▶ [Texte de la page]

A propos d aide
Yann Gibert | le 01/01/1970 00:00
Mouvement de recherche et de formation en éducation
Tous capables ! Tous chercheurs ! Tous créateurs !
État des lieux :
1) Une
très grande diversité de situations
* Sur les moments qui dépendent fortement des
conditions matérielles locales : possibilités municipales d'accueil, de
transport et de restauration scolaire, mise en place de dispositifs
d'accompagnement à la scolarité le soir (aide aux devoirs)... Dans certains
lieux 4 fois ? h par semaine, le midi ou le soir (quand élèves et enseignants
sont fatigués !), dans d'autres 3 fois 40 minutes, et dans certaines villes 2
heures le mercredi matin.
* Sur les élèves retenus :
- qui font l'objet d'un PPRE, à l'exclusion de ceux qui bénéficient d'une aide
du RASED (ce qui pose des problèmes éthiques puisque ces élèves en grande
difficulté sont « interdits » d'aide en dehors de celle du RASED...
- et/ou qui ne font pas l'objet d'un PPRE mais qui ont des difficultés
passagères sur telle ou telle notion abordée en classe...
- et/ou qui sont en grande difficulté mais qui ne peuvent bénéficier d'une aide
d'un RASED...
* Sur le temps de l'aide : temps illimité ou temps limité ?

▶ [Enregistrements]

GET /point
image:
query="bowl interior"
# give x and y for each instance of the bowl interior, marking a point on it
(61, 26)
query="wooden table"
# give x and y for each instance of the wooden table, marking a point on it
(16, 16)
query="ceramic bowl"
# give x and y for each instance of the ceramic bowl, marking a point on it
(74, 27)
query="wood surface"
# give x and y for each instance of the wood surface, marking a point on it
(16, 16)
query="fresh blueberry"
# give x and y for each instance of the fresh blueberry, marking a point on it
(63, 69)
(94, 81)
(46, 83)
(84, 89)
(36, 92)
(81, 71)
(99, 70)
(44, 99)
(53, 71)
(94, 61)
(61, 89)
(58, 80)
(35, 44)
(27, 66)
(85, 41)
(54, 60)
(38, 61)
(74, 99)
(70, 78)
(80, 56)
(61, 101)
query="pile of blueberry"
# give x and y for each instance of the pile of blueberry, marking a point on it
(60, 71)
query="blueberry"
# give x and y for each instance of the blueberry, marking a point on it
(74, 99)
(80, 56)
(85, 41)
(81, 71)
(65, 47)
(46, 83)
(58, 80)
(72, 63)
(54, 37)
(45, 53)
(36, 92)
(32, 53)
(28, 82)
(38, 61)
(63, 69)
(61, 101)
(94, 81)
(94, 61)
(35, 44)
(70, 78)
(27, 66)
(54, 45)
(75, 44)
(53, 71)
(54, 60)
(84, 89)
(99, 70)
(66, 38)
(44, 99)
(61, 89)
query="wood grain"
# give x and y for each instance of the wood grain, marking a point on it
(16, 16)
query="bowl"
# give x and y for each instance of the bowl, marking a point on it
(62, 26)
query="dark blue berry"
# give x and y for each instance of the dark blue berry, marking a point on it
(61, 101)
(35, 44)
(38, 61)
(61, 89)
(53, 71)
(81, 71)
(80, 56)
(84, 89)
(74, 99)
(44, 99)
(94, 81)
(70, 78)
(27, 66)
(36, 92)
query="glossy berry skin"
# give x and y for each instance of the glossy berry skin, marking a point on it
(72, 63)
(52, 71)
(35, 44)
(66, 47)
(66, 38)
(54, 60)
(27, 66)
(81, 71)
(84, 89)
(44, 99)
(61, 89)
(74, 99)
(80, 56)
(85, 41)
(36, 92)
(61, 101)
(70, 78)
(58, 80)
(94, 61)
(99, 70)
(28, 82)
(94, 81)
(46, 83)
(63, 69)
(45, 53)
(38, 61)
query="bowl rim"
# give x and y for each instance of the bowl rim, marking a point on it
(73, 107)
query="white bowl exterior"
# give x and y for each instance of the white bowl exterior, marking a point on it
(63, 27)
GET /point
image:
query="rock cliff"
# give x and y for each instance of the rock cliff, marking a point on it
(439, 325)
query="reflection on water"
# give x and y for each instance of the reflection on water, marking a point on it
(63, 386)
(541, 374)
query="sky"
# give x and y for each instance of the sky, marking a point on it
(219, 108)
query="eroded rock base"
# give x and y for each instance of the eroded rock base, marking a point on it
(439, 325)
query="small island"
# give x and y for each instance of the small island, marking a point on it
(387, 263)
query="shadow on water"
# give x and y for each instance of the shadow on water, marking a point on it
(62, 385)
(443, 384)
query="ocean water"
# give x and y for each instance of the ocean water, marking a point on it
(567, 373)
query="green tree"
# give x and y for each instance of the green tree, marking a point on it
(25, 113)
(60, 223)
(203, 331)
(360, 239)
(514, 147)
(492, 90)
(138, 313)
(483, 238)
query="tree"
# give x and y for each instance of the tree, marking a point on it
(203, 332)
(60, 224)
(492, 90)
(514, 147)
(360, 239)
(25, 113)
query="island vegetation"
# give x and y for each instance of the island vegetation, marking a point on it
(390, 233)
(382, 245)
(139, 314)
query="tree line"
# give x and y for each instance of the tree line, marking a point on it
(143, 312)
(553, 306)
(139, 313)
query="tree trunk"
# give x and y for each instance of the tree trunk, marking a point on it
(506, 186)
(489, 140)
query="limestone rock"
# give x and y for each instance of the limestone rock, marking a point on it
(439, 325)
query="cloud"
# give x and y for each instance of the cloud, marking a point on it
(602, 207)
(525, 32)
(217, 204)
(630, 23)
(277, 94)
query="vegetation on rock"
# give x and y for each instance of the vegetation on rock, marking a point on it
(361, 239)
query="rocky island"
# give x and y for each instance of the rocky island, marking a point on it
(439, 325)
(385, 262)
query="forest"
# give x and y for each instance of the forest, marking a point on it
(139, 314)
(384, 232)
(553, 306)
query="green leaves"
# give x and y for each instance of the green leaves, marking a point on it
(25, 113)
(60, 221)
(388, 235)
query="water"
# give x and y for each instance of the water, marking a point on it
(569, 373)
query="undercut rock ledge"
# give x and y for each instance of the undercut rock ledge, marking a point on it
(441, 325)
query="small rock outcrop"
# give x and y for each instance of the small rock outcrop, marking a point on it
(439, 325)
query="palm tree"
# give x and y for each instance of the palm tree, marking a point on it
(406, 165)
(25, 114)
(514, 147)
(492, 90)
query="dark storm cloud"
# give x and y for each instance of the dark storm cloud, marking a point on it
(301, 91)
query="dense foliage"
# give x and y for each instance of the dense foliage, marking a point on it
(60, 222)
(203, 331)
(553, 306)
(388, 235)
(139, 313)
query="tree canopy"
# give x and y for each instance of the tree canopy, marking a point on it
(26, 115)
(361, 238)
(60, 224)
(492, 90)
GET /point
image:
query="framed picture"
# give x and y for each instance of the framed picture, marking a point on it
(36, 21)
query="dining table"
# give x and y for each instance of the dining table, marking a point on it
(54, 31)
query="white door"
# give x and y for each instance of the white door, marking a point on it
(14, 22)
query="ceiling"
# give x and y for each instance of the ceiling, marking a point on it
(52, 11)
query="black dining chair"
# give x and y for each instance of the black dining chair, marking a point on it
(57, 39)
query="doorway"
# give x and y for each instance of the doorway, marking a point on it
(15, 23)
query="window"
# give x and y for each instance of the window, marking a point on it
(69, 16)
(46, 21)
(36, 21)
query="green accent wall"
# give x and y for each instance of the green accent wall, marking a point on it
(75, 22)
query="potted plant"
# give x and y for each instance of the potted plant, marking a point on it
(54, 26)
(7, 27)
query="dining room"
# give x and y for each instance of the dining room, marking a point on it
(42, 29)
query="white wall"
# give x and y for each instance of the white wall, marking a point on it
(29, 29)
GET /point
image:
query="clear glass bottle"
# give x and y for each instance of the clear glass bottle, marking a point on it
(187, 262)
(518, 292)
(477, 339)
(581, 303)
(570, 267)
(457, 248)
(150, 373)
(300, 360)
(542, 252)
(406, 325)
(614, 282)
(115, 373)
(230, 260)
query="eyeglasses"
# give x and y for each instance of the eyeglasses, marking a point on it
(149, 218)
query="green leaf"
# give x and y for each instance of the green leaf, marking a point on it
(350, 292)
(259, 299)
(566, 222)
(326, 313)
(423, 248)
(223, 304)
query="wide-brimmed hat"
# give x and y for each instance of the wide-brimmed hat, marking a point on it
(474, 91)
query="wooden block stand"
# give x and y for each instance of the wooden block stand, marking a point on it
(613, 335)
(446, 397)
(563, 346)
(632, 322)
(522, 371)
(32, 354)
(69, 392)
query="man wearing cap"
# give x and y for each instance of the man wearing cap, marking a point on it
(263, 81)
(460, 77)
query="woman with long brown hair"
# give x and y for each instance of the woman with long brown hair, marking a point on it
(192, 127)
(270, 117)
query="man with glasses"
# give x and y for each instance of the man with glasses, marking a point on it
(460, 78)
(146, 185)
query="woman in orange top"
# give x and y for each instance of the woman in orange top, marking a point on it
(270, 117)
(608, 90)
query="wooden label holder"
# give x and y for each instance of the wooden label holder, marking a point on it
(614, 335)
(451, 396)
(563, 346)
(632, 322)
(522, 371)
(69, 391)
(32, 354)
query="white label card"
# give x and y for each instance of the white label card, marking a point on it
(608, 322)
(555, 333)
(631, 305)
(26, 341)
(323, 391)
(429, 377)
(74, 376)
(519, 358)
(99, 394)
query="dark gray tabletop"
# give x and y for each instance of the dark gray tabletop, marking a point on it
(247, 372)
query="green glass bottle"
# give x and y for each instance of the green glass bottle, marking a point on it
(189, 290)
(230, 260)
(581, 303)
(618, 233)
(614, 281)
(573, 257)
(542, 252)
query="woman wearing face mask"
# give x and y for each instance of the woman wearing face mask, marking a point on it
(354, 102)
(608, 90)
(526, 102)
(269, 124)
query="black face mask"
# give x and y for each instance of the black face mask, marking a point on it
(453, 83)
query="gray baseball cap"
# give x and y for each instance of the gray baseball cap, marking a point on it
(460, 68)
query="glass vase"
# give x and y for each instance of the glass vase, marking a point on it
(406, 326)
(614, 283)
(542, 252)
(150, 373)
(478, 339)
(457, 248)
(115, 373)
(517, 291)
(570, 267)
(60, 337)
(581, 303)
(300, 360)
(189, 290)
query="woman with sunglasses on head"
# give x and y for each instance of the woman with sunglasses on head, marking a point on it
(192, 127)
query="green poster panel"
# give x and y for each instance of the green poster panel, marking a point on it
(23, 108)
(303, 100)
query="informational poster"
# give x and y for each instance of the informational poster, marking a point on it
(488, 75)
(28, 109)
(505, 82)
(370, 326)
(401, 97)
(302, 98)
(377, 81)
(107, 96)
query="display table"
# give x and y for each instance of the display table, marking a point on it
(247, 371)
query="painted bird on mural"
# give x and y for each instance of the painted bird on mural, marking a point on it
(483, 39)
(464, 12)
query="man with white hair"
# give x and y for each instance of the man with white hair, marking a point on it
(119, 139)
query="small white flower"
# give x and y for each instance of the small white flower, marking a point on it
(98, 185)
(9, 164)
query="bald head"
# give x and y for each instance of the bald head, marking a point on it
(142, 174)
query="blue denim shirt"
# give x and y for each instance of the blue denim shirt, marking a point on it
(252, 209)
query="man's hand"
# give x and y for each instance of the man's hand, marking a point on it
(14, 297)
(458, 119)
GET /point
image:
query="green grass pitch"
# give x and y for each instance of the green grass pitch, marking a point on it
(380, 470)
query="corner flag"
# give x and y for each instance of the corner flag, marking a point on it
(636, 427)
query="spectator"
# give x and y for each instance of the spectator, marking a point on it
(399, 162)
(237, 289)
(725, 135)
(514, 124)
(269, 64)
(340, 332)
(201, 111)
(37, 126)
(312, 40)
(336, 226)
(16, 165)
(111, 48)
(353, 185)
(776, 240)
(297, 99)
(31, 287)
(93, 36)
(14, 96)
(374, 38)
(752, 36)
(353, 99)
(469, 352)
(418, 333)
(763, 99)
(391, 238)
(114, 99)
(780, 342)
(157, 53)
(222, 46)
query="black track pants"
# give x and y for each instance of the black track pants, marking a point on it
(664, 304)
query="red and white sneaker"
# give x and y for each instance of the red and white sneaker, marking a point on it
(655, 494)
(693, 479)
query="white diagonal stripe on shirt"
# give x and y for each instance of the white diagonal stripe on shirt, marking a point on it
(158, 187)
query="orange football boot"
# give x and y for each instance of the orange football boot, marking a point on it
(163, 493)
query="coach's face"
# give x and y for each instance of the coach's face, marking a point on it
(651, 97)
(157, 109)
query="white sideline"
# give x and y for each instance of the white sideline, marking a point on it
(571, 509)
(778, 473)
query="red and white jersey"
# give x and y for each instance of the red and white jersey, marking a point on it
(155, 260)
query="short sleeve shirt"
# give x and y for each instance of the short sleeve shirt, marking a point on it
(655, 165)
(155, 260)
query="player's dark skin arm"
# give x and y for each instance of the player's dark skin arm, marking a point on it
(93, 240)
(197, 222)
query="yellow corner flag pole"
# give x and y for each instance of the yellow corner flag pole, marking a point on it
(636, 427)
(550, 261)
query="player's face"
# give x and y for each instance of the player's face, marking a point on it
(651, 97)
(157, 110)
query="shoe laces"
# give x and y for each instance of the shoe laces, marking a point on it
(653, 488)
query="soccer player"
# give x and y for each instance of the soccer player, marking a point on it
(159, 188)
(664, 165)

▶ [Consignes]
- A) Recopie le texte sur l'aide aux élèves à partir de « - et/ou qui ne » jusqu'à « d'un RASED... » inclus.
- B) Relève toutes les lignes des enregistrements où figure le mot « palm ».
Le texte et les enregistrements n'ont aucun lien entre eux.

▶ [Réponses par consigne]
- A)
- et/ou qui ne font pas l'objet d'un PPRE mais qui ont des difficultés
passagères sur telle ou telle notion abordée en classe...
- et/ou qui sont en grande difficulté mais qui ne peuvent bénéficier d'une aide
d'un RASED...

- B)
query="palm tree"
# give x and y for each instance of the palm tree, marking a point on it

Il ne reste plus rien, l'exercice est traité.